Rows taken from a dataset:

----

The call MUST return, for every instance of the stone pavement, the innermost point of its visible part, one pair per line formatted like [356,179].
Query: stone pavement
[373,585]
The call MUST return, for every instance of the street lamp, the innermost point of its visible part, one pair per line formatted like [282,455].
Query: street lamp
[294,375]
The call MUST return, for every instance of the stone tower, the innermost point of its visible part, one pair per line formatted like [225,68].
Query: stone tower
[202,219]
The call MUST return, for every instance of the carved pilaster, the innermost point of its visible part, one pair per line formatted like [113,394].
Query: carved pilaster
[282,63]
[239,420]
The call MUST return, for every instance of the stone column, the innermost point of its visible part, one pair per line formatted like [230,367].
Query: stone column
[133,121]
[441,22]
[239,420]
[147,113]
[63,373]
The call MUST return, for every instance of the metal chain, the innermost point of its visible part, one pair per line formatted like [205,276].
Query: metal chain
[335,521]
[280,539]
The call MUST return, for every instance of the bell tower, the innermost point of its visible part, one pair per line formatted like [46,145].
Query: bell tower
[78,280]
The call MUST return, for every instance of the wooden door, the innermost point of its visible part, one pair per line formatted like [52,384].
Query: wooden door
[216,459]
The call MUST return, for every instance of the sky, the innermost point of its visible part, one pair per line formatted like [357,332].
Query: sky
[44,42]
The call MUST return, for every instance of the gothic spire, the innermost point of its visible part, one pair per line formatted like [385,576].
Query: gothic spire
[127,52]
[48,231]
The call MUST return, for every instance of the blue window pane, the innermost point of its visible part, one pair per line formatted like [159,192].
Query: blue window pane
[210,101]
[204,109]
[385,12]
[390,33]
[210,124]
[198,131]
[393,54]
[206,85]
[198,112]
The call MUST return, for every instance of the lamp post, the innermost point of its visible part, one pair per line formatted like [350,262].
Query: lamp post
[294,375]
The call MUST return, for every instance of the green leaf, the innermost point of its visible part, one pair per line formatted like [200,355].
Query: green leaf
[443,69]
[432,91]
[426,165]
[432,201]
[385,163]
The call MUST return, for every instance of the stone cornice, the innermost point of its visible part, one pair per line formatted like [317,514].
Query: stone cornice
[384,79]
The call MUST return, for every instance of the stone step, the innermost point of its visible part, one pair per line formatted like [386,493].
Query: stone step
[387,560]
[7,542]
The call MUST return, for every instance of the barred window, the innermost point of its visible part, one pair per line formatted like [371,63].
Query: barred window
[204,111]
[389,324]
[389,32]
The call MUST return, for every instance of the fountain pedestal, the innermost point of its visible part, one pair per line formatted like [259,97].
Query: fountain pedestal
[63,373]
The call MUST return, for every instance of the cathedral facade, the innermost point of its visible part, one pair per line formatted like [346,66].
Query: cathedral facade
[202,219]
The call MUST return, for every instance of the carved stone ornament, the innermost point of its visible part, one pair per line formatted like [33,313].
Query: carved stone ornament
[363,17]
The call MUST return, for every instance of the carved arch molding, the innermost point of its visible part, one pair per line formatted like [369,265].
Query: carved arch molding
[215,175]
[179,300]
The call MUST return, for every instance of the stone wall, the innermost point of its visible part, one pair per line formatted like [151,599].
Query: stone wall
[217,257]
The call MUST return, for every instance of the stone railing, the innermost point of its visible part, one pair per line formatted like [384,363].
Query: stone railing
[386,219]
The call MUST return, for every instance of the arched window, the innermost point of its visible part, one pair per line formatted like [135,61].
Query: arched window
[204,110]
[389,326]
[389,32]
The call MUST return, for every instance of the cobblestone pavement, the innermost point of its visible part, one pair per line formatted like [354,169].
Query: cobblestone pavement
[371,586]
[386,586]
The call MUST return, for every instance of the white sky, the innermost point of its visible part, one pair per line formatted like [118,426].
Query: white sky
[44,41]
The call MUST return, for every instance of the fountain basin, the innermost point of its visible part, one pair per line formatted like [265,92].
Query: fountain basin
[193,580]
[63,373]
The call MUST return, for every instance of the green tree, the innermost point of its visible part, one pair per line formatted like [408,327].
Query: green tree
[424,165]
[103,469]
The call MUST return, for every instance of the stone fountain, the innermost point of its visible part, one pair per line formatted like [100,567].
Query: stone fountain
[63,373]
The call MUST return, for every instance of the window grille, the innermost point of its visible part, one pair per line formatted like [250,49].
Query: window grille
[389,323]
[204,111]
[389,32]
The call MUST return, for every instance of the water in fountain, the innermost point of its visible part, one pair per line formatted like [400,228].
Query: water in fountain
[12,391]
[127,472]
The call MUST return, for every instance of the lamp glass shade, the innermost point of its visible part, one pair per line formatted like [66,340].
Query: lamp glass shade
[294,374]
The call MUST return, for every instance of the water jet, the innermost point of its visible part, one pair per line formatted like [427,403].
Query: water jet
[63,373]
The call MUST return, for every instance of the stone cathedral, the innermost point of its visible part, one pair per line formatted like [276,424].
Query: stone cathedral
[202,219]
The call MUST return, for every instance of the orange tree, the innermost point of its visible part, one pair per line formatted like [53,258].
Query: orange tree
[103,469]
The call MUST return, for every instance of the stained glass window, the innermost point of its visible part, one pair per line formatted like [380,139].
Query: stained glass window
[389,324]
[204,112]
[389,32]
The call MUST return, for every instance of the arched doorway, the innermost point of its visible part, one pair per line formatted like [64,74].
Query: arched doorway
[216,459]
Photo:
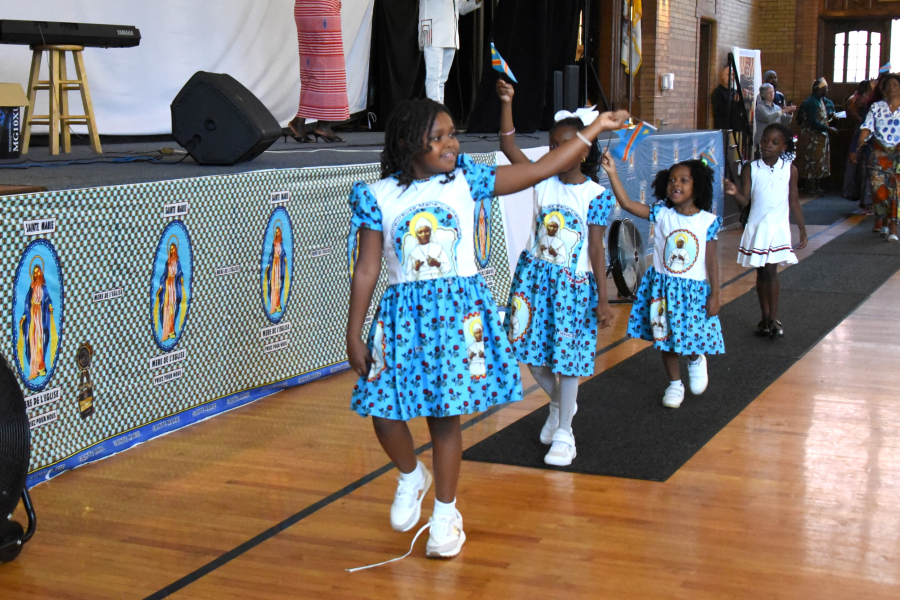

----

Problem description - Output every line of the listing above verbatim, leaving out the picture.

Solved exercise -
The call MUST return, for every instance of the stone pavement, the innermost point of its visible part, one pair per line formatted like [356,179].
Query: stone pavement
[373,585]
The call MUST return, for every instance of the street lamp, the innermost point of its visible part, one pair per line formatted like [282,455].
Query: street lamp
[294,375]
The call MUST return, for every instance of the stone tower, the innermost point of its visible part, one pair per line formatted like [225,68].
Query: stone tower
[202,219]
The call MUST return, for every instance of the carved pilaster, the innermost point of its visible part, one pair per line formatted like [113,394].
Query: carved pilaster
[282,63]
[239,420]
The call MUST return, for every instance of the stone column, the innermost point of its visible part, one pair per line formatted like [230,367].
Query: stone column
[133,121]
[441,22]
[239,420]
[147,113]
[63,373]
The call MUST return, for every instance of the metal chain, the innermost point of its visible part, one pair per line formatted like [205,276].
Query: metal chain
[335,521]
[280,539]
The call MUST return, for every instance of the bell tower, the innermost point of its visible part, one pair per line formatted like [46,145].
Query: bell tower
[78,280]
The call MUST return, for every instance of the wooden door, the innermost point of its visible part, one pair per line formatted like [52,384].
Query: wooden door
[216,459]
The call MUST return, for every instance of the sky, the innermost point of its visible part, one pair per line formatted like [357,332].
Query: sky
[44,42]
The call MUST return, for every instance of the gothic spire, the innermost point of its visible part, one pair per line formatted like [385,576].
Query: gothic spire
[127,52]
[48,231]
The call MUST return, for every instance of the blue window pane, the innermost point of its visible part, one pair per line formatted like [159,192].
Query: blue window pane
[210,101]
[204,109]
[385,12]
[390,33]
[210,124]
[198,131]
[393,54]
[206,85]
[198,112]
The call MUST return, for every instance of the lamp post, the innermost point of its visible part, one pair per line formatted like [350,262].
Query: lamp post
[294,375]
The call MUST return, for every instance of the green leaf, the innermost point of its visible part, one pair per line formatted like [200,355].
Query: green leaf
[443,69]
[432,91]
[426,165]
[432,201]
[385,163]
The call MUST return, for every instance of the stone cornice, the innermost point of its visible part, one pair per line formatted like [317,514].
Query: stone cornice
[384,79]
The call MUST return, for every instance of the stone step, the innermost point of its visible part, one pair per line formatted like [386,493].
Query: stone step
[387,560]
[7,542]
The call MUST return, for every instance of the barred window, the innermost point of its visible part, one pair per line formatted like [371,63].
Query: barred window
[204,111]
[389,324]
[389,32]
The call MUST return, for every instance of the fountain pedestal, the innermost point of its visible part, one pair per line formatted like [259,97].
Query: fountain pedestal
[63,373]
The call MUST return, for every instance of the cathedral facade, the innermost point of its visible part, one pair per line formatted like [346,66].
Query: cathedral facade
[202,219]
The call MUST return, for every instance of the carved stone ornament, the innermost point of its visible part, one pair per line formatted like [33,313].
Query: carved stone ornament
[363,17]
The call MUST return, for every instance of the carved arch molding, the innermost point of its visible part, one pair per line formatted like [369,265].
Query: carved arch molding
[215,175]
[179,300]
The call MUST return, for every instance of the stone wall, the innermost point of its visible part, one pair per line formatted like [151,599].
Query: stone wall
[217,257]
The call MUST return, for every instance of the stone railing, the innermost point of its visible part, one pair per line formatted like [384,363].
Query: stone railing
[386,219]
The call MUST return, for every instance of the arched window, the innermost point of its visible part, one pair per line formatted like [135,61].
Query: arched window
[204,110]
[389,326]
[389,32]
The call MUST return, for every instance of the cobblestone pavement, the innermost point of its visible part, one pair per line formatted like [354,169].
Query: cobblestone pavement
[371,586]
[386,586]
The call MUST return, for every instance of the white sky, the innermost point of its visible part, one pair per line formatted like [118,426].
Query: white sky
[44,41]
The call MUST return, for every instance of the fountain basin, the innermost point of its visible part, one pair per line formatted like [265,92].
Query: fountain basin
[193,580]
[63,373]
The call MUST return, for every instance of the green tree, the innermost point of its visible part, one pair per line formatted like [408,327].
Query: green tree
[424,165]
[103,469]
The call MUST return, for every instance of the stone fountain, the innermost point of its visible part, one pair per line formatted like [100,567].
Query: stone fountain
[63,373]
The call MUST return, for every instance of the window grille, the innermost point of its visible part, one pair per line formatted like [250,49].
Query: window grille
[389,323]
[204,111]
[389,32]
The call MUST return, for every instance of the water in fountain, the innermost point of its visible part, one pair per line formatted like [400,228].
Query: water in fountain
[12,391]
[127,472]
The call MUST return, for every instance of the lamp glass shade, the innermost point of its visible part, one pair per line formatted like [66,340].
Query: lamp glass shade
[294,374]
The call MUST return, for every instance of the water jet, the innermost point of its visible part, one pair per line formatted like [427,403].
Query: water jet
[63,373]
The call MUST return, for every instance of the stone cathedral, the innermost point of its visible part, one pair per line formatted like [276,424].
Query: stone cathedral
[202,219]
The call MUST return, for every instance of the orange tree, the innermost point of its visible part, one pair per line formatted like [53,258].
Query: orange tree
[103,469]
The call MUST return, for every instance of the stained glass window, the innermost point of its visible part, one pair per line formatted like [380,139].
Query: stained glass window
[389,324]
[204,112]
[389,32]
The call MUST return, for every instance of the arched doorway, the innermost point of its visible part, one pair per line formatted like [64,74].
Query: arched doorway
[216,459]
Photo:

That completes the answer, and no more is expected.